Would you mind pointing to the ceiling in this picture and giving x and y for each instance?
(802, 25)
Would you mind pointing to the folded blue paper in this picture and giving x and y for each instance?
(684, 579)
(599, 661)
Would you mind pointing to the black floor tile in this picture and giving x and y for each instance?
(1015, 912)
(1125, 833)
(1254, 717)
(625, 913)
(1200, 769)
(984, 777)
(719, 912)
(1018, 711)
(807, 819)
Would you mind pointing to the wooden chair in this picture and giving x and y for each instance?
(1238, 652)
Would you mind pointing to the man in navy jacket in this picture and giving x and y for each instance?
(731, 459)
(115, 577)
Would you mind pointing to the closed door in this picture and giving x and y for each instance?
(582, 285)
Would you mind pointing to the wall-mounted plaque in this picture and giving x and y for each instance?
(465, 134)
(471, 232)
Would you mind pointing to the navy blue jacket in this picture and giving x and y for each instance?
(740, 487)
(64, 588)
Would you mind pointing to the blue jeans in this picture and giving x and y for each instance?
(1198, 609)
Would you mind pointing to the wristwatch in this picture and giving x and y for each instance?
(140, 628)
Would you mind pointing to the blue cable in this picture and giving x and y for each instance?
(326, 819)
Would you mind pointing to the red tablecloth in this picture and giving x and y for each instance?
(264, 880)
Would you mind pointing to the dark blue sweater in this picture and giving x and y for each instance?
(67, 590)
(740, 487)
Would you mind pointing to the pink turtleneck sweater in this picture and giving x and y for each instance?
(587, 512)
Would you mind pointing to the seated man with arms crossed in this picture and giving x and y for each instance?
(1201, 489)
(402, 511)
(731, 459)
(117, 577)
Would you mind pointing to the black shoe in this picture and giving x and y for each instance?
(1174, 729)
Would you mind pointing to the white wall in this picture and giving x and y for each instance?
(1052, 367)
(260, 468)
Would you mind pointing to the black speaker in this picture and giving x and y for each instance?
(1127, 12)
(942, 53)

_ _ _ _ _ _ _

Activity: The response should be an exact repeat of the data above.

Answer:
Would you mind pointing to the ceiling in this picture and giving x and y for each instance?
(802, 25)
Would you mind pointing to the folded blue paper in this picture and giving x and y for each instance?
(684, 579)
(599, 661)
Would you mind pointing to the black floor tile in this picture and giving x and y for each instance?
(1015, 912)
(1125, 833)
(1254, 717)
(625, 913)
(1200, 769)
(984, 777)
(719, 912)
(1018, 711)
(807, 819)
Would you mind pointing to the wooden chair in this picture and giving x and y for each instance?
(1238, 652)
Would you mind pointing to the man in navy jacket in this picture and giving x and y for each instance?
(731, 459)
(115, 577)
Would you mind pointing to the closed door in this picture and giving x and y for each instance?
(582, 285)
Would you mind pointing to the wall-mounted plaque in this picture and giving x and y for each instance?
(465, 134)
(471, 232)
Would you mind pointing to the navy blue jacket in this picture and giving x and y for each instance?
(740, 487)
(64, 588)
Would you mind pointing to the blue jeans in this picture and giving x and y for each instance?
(1198, 609)
Would you mind pointing to the wristwatch in this picture and giving x and y for each instance?
(140, 628)
Would you mind pointing to the blue cable in this picture and giving x and y for each instance?
(326, 819)
Would you mind pointing to the red tablecloth in this picture and giving x and y for each instance?
(264, 880)
Would you mind pointing to the dark blue sweater in this picture and giving x and y for each instance?
(67, 590)
(740, 487)
Would you mind pointing to the pink turtleneck sweater in this picture and giving x and y for each instance?
(587, 512)
Would you mind pointing to the seated man with arms crossed in this picture and giving x and y for each instance?
(1201, 489)
(402, 511)
(731, 459)
(117, 577)
Would you mind pointing to the black shoe in this picture and giving x and y for each instance?
(1174, 729)
Would you mind pointing to the white wall in this picture and giving x and y for each instance?
(1052, 367)
(260, 468)
Would you mind pointing to the black speaker in this picture and giving x and y for each instance?
(1127, 12)
(942, 53)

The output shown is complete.